**QUOTED TEXT:**
--
Mapam (, an acronym for ,  ) was a left-wing political party in Israel. The party is one of the ancestors of the modern-day Meretz party.

History

Mapam was formed by a January 1948 merger of the kibbutz-based Hashomer Hatzair Workers Party, the non-kibbutz-based Socialist League, and the left-Labor Zionist Ahdut HaAvoda Poale Zion Movement. The party was originally Marxist-Zionist in its outlook, and represented the left-wing Kibbutz Artzi movement. It also took over the Hashomer Hatzair-affiliated newspaper Al HaMishmar ("On the lookout").

In the elections for the first Knesset, Mapam received 19 seats, making it the second largest party after the mainstream Labor Zionist Mapai. As the party did not allow non-Jews to be members at the time, it had also set up an Arab list, the Popular Arab Bloc, to contest the elections (a tactic also used by Mapai, with whom the Democratic List of Nazareth were affiliated). However, the Arab list failed to cross the 1% electoral threshold. Following the elections, the party conducted extensive negotiations with Ben-Gurion for inclusion in the coalition government, but were eventually excluded. During the session they gained one seat when Eliezer Preminger joined after leaving Maki and then setting up his own party, the Hebrew Communists.

In the 1951 elections the party dropped to 15 seats and again were not included in the coalition. However, they did become the first Zionist party to have an Israeli Arab, Rostam Bastuni, representing them in the Knesset.
--
**STORED ROWS:**

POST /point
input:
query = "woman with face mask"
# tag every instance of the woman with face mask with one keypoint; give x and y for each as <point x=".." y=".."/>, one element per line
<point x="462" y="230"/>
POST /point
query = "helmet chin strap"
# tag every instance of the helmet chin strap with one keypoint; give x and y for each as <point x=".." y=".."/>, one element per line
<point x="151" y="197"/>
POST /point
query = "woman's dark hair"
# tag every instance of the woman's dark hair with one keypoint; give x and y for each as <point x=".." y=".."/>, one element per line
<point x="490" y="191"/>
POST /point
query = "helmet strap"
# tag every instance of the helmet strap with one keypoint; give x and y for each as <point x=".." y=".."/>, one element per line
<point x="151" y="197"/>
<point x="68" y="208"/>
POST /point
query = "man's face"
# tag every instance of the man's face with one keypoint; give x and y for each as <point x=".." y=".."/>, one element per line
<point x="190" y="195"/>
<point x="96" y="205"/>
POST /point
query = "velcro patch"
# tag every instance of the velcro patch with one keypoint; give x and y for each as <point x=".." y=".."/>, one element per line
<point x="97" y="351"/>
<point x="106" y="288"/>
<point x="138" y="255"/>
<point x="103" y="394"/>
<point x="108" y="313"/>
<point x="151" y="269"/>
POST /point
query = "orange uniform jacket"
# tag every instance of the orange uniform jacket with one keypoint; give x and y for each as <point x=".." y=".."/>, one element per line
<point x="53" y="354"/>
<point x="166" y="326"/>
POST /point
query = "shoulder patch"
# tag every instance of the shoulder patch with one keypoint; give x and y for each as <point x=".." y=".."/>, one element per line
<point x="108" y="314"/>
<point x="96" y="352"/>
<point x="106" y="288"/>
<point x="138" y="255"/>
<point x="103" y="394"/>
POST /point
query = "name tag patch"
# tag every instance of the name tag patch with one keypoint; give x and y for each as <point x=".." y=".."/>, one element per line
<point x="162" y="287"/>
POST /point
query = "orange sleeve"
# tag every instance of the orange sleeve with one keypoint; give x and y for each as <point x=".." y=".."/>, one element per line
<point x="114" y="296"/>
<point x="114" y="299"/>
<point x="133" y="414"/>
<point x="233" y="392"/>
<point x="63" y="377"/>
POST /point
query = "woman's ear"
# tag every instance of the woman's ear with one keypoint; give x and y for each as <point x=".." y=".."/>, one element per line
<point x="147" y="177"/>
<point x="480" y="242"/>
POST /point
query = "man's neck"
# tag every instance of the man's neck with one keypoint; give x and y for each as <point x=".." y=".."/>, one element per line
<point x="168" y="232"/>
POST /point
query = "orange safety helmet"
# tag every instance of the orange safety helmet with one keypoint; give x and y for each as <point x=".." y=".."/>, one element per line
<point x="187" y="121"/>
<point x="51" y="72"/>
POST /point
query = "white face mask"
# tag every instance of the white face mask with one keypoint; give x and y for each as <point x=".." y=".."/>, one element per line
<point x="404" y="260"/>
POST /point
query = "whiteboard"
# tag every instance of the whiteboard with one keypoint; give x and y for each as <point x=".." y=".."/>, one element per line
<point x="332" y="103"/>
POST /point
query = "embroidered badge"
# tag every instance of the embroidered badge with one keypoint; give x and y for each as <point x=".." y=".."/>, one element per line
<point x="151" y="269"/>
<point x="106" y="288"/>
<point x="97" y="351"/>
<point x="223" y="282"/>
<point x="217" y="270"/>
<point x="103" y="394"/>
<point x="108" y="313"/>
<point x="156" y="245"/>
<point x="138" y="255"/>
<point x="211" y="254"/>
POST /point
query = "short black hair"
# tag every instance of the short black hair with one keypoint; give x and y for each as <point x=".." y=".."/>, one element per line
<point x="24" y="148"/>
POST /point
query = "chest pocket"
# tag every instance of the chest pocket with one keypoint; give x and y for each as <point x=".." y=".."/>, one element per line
--
**OBJECTIVE A:** From the passage on Mapam, copy the part that opens with the words "In the elections" and closes with "the Hebrew Communists.".
**OBJECTIVE B:** Decide whether each statement agrees with the passage on Mapam, answering yes or no and quoting the words of the passage that settle it. (i) Mapam won 19 seats in the elections for the first Knesset. (ii) The Popular Arab Bloc passed the 1% electoral threshold. (iii) After the 1951 elections, Mapam joined the coalition.

**COMPLETE ANSWER A:**
In the elections for the first Knesset, Mapam received 19 seats, making it the second largest party after the mainstream Labor Zionist Mapai. As the party did not allow non-Jews to be members at the time, it had also set up an Arab list, the Popular Arab Bloc, to contest the elections (a tactic also used by Mapai, with whom the Democratic List of Nazareth were affiliated). However, the Arab list failed to cross the 1% electoral threshold. Following the elections, the party conducted extensive negotiations with Ben-Gurion for inclusion in the coalition government, but were eventually excluded. During the session they gained one seat when Eliezer Preminger joined after leaving Maki and then setting up his own party, the Hebrew Communists.

**COMPLETE ANSWER B:**
(i) Yes: "In the elections for the first Knesset, Mapam received 19 seats"
(ii) No: "the Arab list failed to cross the 1% electoral threshold"
(iii) No: "In the 1951 elections the party dropped to 15 seats and again were not included in the coalition"